Instructions for the task:
Output the material from the line containing "Give the outline of every instance of the rippled" through the line containing "[[[436,459],[469,272],[0,238],[0,457]]]" as a JSON list of strings, one string per line, with blank lines left out.

Start Task input

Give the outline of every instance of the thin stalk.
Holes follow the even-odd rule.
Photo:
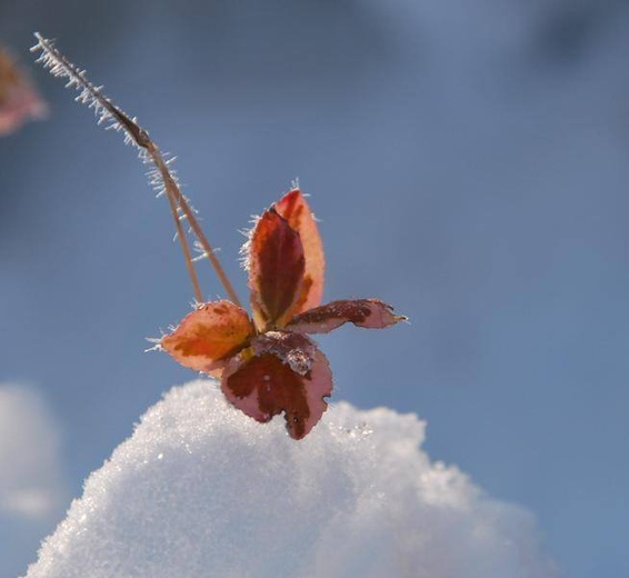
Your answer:
[[[98,117],[98,123],[110,122],[108,128],[113,130],[122,130],[124,133],[124,141],[130,142],[140,149],[140,157],[146,160],[148,159],[154,165],[157,169],[157,175],[159,179],[154,183],[158,186],[160,192],[166,192],[172,218],[174,219],[174,226],[177,228],[177,235],[181,243],[181,249],[183,251],[183,257],[186,259],[186,266],[188,268],[188,275],[192,281],[192,287],[194,290],[196,298],[199,302],[203,301],[201,289],[199,287],[199,279],[194,269],[194,263],[192,261],[192,256],[190,252],[190,247],[188,245],[188,239],[186,237],[186,231],[181,225],[181,219],[178,209],[181,210],[183,216],[188,219],[190,228],[199,243],[203,248],[204,253],[214,269],[221,285],[223,286],[227,295],[233,301],[233,303],[240,307],[240,300],[233,290],[232,285],[229,282],[227,275],[214,253],[214,250],[208,242],[208,239],[203,235],[203,231],[199,227],[194,213],[190,208],[189,202],[186,197],[181,193],[177,179],[173,173],[168,168],[168,163],[164,161],[158,146],[150,139],[149,133],[138,124],[137,119],[129,117],[122,110],[117,107],[108,97],[101,92],[101,87],[94,87],[87,78],[83,70],[79,70],[74,64],[72,64],[54,46],[50,40],[47,40],[41,34],[36,32],[34,37],[38,43],[31,48],[32,52],[41,51],[41,56],[38,58],[44,68],[49,69],[53,76],[62,77],[68,79],[67,87],[73,87],[80,90],[77,100],[92,108]]]

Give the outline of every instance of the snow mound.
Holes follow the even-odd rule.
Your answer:
[[[28,577],[555,576],[531,515],[431,462],[423,437],[413,415],[341,402],[293,441],[210,381],[173,388]]]

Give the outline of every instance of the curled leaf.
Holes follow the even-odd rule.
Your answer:
[[[184,317],[160,346],[182,366],[212,373],[242,349],[252,335],[244,309],[231,301],[211,301]]]
[[[350,322],[369,329],[383,329],[407,318],[380,299],[341,299],[309,309],[292,318],[287,329],[303,333],[327,333]]]

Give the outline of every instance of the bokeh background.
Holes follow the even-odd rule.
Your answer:
[[[242,297],[238,231],[299,178],[326,297],[411,318],[320,339],[336,399],[426,419],[566,576],[629,575],[628,27],[622,0],[1,0],[51,114],[0,140],[0,381],[43,396],[69,494],[193,377],[143,352],[192,292],[166,200],[29,63],[34,30],[179,157]]]

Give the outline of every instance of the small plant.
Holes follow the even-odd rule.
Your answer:
[[[157,349],[181,365],[220,379],[226,398],[253,419],[266,422],[284,413],[287,429],[303,438],[319,421],[332,392],[332,373],[326,356],[308,333],[326,333],[351,322],[381,329],[406,317],[378,299],[339,300],[319,305],[323,293],[325,258],[317,222],[296,187],[259,217],[243,247],[249,272],[252,318],[201,231],[194,210],[157,144],[137,120],[128,117],[84,71],[70,63],[51,43],[36,33],[38,62],[80,90],[77,100],[92,108],[98,122],[122,130],[144,162],[153,165],[151,182],[166,193],[197,305]],[[187,220],[201,257],[210,260],[229,299],[203,302],[190,245],[182,226]]]

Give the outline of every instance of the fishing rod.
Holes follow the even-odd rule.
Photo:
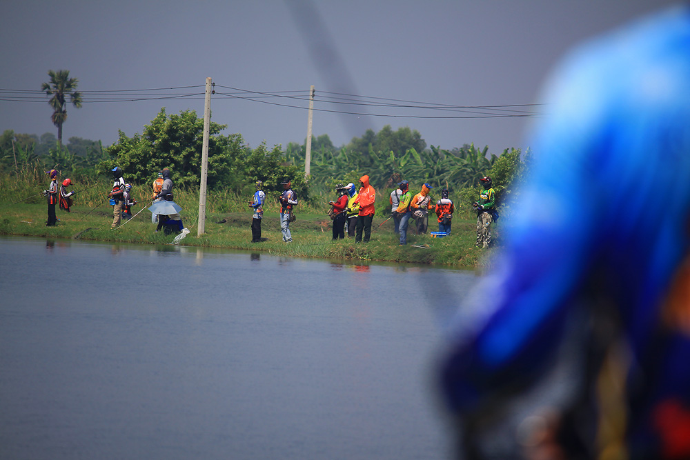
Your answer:
[[[378,226],[378,227],[377,227],[376,228],[375,228],[374,230],[373,230],[371,231],[374,232],[375,230],[377,230],[379,228],[381,228],[381,226],[382,226],[383,224],[386,223],[386,222],[388,222],[388,221],[390,221],[391,219],[393,219],[393,216],[391,216],[390,217],[388,217],[388,219],[386,219],[385,221],[384,221],[383,222],[382,222],[381,223],[379,223],[379,226]]]
[[[79,219],[79,221],[83,221],[83,219],[86,219],[86,217],[87,217],[88,216],[88,214],[91,214],[92,212],[93,212],[94,211],[95,211],[95,210],[96,210],[96,208],[98,208],[98,207],[99,207],[99,206],[100,206],[101,205],[102,205],[102,204],[103,204],[103,203],[105,203],[105,202],[106,202],[106,200],[107,200],[107,199],[110,199],[110,197],[105,197],[105,198],[104,198],[104,199],[103,199],[103,201],[101,201],[101,202],[100,202],[100,203],[98,203],[97,205],[96,205],[96,207],[95,207],[95,208],[93,208],[93,209],[92,209],[92,210],[91,210],[90,211],[89,211],[89,212],[88,212],[88,214],[86,214],[86,216],[84,216],[83,217],[82,217],[81,219]]]
[[[86,192],[86,190],[90,190],[92,188],[93,188],[94,187],[97,187],[99,185],[101,185],[101,184],[99,184],[99,183],[95,183],[94,185],[91,186],[90,187],[87,187],[86,188],[82,188],[81,190],[77,190],[77,192],[75,192],[72,194],[76,195],[77,193],[81,193],[82,192]]]
[[[139,214],[139,212],[141,212],[141,211],[143,211],[143,210],[145,210],[145,209],[148,209],[148,206],[142,206],[142,207],[141,207],[141,209],[140,209],[140,210],[139,210],[139,212],[137,212],[137,214],[134,214],[133,216],[132,216],[132,217],[130,217],[130,218],[129,219],[129,220],[128,220],[128,221],[127,221],[127,222],[125,222],[124,223],[123,223],[123,224],[122,224],[121,226],[119,226],[119,227],[115,227],[115,228],[111,228],[110,230],[115,230],[115,228],[122,228],[122,227],[124,227],[124,226],[127,225],[128,222],[130,222],[131,221],[133,221],[133,220],[134,220],[134,218],[135,218],[135,217],[136,217],[137,216],[138,216],[138,215]]]
[[[30,198],[33,198],[34,197],[38,197],[39,195],[42,195],[43,193],[43,192],[39,192],[38,193],[34,193],[34,194],[31,195],[30,197],[27,197],[26,198],[22,198],[21,200],[14,201],[13,203],[10,203],[10,204],[17,204],[17,203],[20,203],[21,201],[23,201],[24,200],[28,200]]]

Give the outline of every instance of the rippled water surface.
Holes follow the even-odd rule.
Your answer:
[[[436,459],[469,272],[0,238],[0,457]]]

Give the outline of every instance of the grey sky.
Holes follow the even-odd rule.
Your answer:
[[[92,91],[197,86],[176,91],[203,93],[207,77],[217,92],[235,95],[230,88],[297,91],[278,94],[306,97],[314,85],[315,108],[372,114],[315,112],[314,135],[328,134],[336,146],[361,137],[368,128],[377,132],[390,124],[394,130],[417,130],[427,145],[452,148],[473,142],[499,154],[508,147],[526,147],[530,119],[406,118],[479,114],[336,106],[319,98],[353,99],[333,94],[347,93],[367,97],[368,103],[533,103],[547,72],[573,44],[673,3],[12,1],[5,2],[0,16],[0,88],[40,90],[50,69],[66,69],[78,78],[85,101],[96,97]],[[8,94],[0,93],[0,99]],[[304,142],[307,101],[255,96],[248,101],[214,95],[213,121],[228,125],[224,134],[239,132],[252,147],[263,141],[284,148]],[[43,99],[0,100],[0,130],[57,134],[48,98]],[[101,139],[108,146],[117,141],[118,130],[130,137],[141,133],[163,106],[168,114],[189,108],[201,117],[203,94],[183,100],[86,102],[79,110],[70,106],[63,137],[66,141],[72,136]],[[380,114],[398,117],[374,116]]]

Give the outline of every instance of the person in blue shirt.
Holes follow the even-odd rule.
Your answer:
[[[577,49],[544,100],[526,185],[440,359],[461,448],[480,458],[533,391],[527,458],[690,458],[690,7]]]
[[[264,188],[262,181],[257,181],[255,185],[257,190],[252,197],[252,201],[249,202],[249,206],[254,210],[254,215],[252,216],[252,243],[260,243],[261,219],[264,217],[266,194],[262,190]]]

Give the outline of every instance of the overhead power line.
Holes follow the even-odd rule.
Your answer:
[[[242,99],[302,110],[310,94],[306,90],[255,91],[213,84],[214,88],[229,90],[214,90],[215,99]],[[82,103],[136,102],[160,100],[198,100],[204,99],[203,85],[132,90],[80,90]],[[46,103],[45,92],[39,90],[0,88],[0,101],[20,103]],[[313,110],[317,112],[364,117],[413,119],[480,119],[533,117],[542,114],[535,110],[543,104],[502,104],[497,106],[460,106],[351,94],[330,91],[317,91]],[[319,107],[318,106],[321,106]],[[358,111],[357,107],[362,107]],[[347,110],[350,108],[350,110]],[[377,108],[385,113],[369,113],[366,108]]]

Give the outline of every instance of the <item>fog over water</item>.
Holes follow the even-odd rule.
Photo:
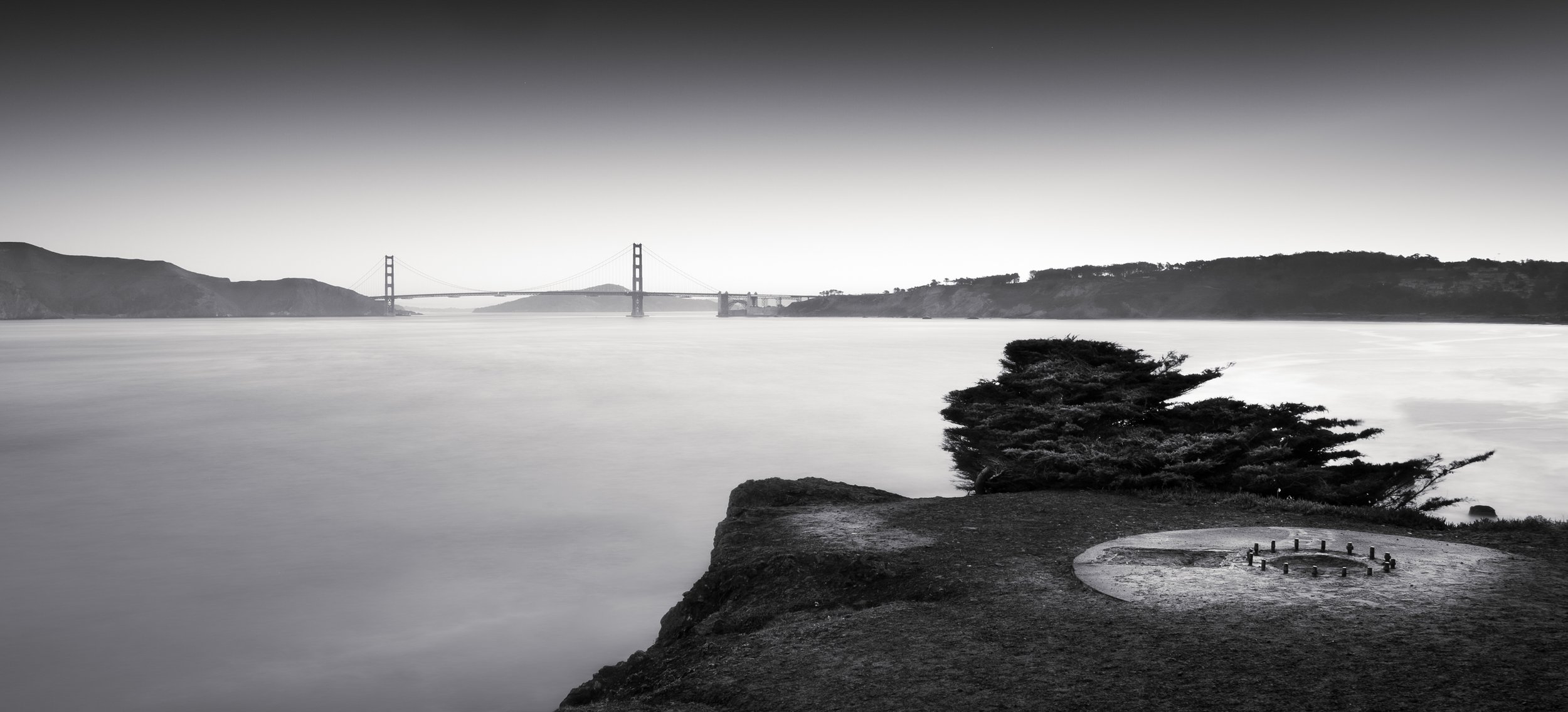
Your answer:
[[[0,707],[535,710],[646,648],[728,491],[953,496],[938,416],[1077,334],[1568,518],[1568,328],[439,315],[0,323]]]

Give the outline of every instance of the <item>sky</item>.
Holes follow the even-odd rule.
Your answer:
[[[386,254],[500,290],[633,242],[768,293],[1568,260],[1565,3],[33,5],[0,240],[56,252],[367,293]]]

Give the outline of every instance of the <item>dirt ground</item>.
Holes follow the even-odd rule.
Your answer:
[[[1074,577],[1094,544],[1210,527],[1417,536],[1501,549],[1515,565],[1482,593],[1378,607],[1284,596],[1170,608]],[[715,541],[659,643],[563,709],[1568,709],[1560,530],[1410,530],[1046,491],[732,507]]]

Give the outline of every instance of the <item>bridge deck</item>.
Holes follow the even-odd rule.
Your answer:
[[[822,295],[746,295],[734,292],[643,292],[643,296],[720,296],[728,293],[729,296],[771,296],[784,300],[811,300]],[[583,296],[637,296],[635,292],[442,292],[431,295],[392,295],[394,300],[428,300],[434,296],[533,296],[533,295],[583,295]],[[386,301],[386,295],[372,296],[376,301]]]

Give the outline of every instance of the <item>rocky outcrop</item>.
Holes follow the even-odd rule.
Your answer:
[[[1355,508],[1301,511],[1297,500],[1232,507],[1220,496],[1178,503],[1148,494],[902,499],[815,478],[748,481],[731,496],[710,566],[665,615],[657,640],[601,668],[571,690],[563,709],[1250,712],[1259,709],[1258,687],[1234,682],[1292,670],[1311,671],[1300,692],[1327,699],[1323,709],[1334,699],[1405,709],[1411,688],[1389,684],[1402,679],[1441,681],[1444,687],[1417,695],[1441,699],[1443,709],[1544,709],[1562,696],[1560,676],[1540,673],[1568,667],[1562,568],[1513,554],[1507,565],[1488,565],[1490,572],[1457,572],[1413,555],[1397,572],[1370,579],[1286,580],[1272,572],[1279,588],[1254,588],[1262,599],[1240,608],[1165,608],[1083,585],[1076,557],[1146,532],[1355,530],[1397,539],[1394,550],[1417,550],[1410,527]],[[1521,549],[1551,561],[1563,558],[1565,533],[1544,519],[1435,527],[1421,532],[1419,544]],[[1226,550],[1239,558],[1248,541],[1258,538]],[[1204,571],[1234,576],[1239,585],[1258,576],[1245,560],[1236,571]],[[1486,583],[1452,594],[1439,585],[1450,574]],[[1341,591],[1350,605],[1322,605],[1301,590]],[[1455,646],[1468,652],[1425,652]]]
[[[1033,274],[1024,282],[964,279],[822,296],[789,304],[782,315],[1568,321],[1563,262],[1301,252]]]
[[[713,536],[712,563],[659,623],[646,651],[601,668],[563,706],[582,706],[608,692],[655,693],[679,681],[682,660],[702,656],[715,635],[762,629],[781,615],[804,610],[869,608],[889,601],[938,601],[956,594],[919,576],[895,554],[822,546],[801,514],[825,508],[903,502],[875,488],[817,477],[750,480],[729,494],[728,514]],[[924,539],[906,539],[919,543]],[[884,549],[886,552],[887,549]]]
[[[234,282],[168,262],[0,243],[0,318],[367,317],[376,301],[315,279]]]

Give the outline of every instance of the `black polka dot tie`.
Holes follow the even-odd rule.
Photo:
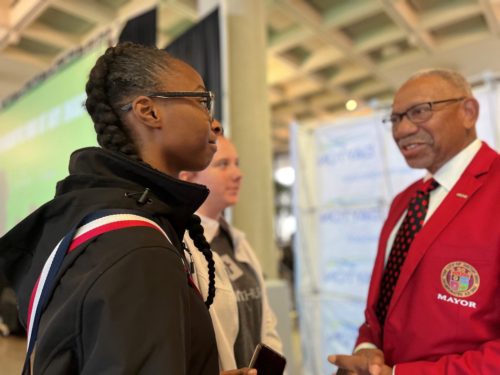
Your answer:
[[[410,246],[424,225],[430,193],[438,186],[439,184],[434,178],[422,184],[414,194],[408,212],[396,234],[380,282],[380,296],[376,308],[377,318],[382,328],[385,323],[390,299]]]

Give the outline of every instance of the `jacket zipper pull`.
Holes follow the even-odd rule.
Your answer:
[[[192,254],[191,254],[191,252],[190,252],[189,250],[189,249],[188,248],[188,246],[186,246],[186,244],[184,244],[184,242],[182,242],[182,246],[184,246],[184,250],[186,250],[186,252],[188,252],[188,254],[189,254],[189,257],[190,257],[190,264],[189,264],[190,268],[191,268],[191,273],[192,274],[194,274],[194,262],[192,261]]]

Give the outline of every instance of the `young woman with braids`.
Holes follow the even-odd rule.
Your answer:
[[[54,199],[0,240],[0,272],[14,286],[22,321],[49,254],[88,214],[139,212],[172,243],[159,230],[122,228],[64,256],[42,305],[33,373],[216,375],[208,308],[214,263],[193,215],[208,190],[178,179],[182,170],[206,168],[216,150],[213,94],[188,66],[131,43],[106,50],[86,91],[102,148],[75,151]],[[208,264],[206,301],[186,274],[186,228]]]

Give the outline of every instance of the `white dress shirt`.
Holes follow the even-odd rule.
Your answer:
[[[448,195],[450,191],[453,188],[456,182],[460,179],[460,177],[464,173],[464,171],[470,164],[474,156],[479,151],[482,142],[478,138],[476,138],[470,144],[462,150],[455,156],[450,159],[446,164],[438,170],[432,174],[430,172],[428,172],[427,174],[424,178],[424,182],[434,178],[436,182],[439,184],[436,188],[432,191],[429,198],[429,206],[428,208],[427,214],[424,220],[424,225],[426,224],[428,220],[436,212],[438,208],[444,200],[446,196]],[[406,217],[408,210],[405,210],[403,212],[401,218],[398,220],[394,228],[392,228],[390,234],[387,240],[387,244],[386,246],[386,262],[384,264],[387,264],[387,260],[390,254],[390,250],[392,249],[392,244],[396,238],[398,232],[401,226],[403,220]],[[354,349],[354,353],[362,349],[376,349],[376,346],[371,342],[362,342]],[[394,375],[396,366],[394,366],[392,368],[392,375]]]

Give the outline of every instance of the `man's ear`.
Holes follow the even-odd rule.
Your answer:
[[[463,104],[464,113],[464,126],[468,130],[474,128],[479,116],[479,104],[474,98],[465,100]]]
[[[192,182],[196,176],[196,172],[186,172],[183,170],[179,174],[179,180]]]
[[[146,126],[158,129],[162,127],[156,104],[148,96],[138,96],[132,102],[132,112],[139,122]]]

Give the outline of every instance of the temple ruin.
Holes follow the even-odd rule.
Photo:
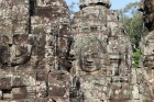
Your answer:
[[[0,102],[154,102],[153,0],[140,68],[110,0],[0,0]]]

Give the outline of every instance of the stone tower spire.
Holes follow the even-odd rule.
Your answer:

End Task input

Exercise answer:
[
  "Give the outline of every instance of the rippled water surface.",
  "Holes follow the even-odd rule.",
  "Your answer:",
  "[[[436,459],[469,272],[0,238],[0,457]]]"
]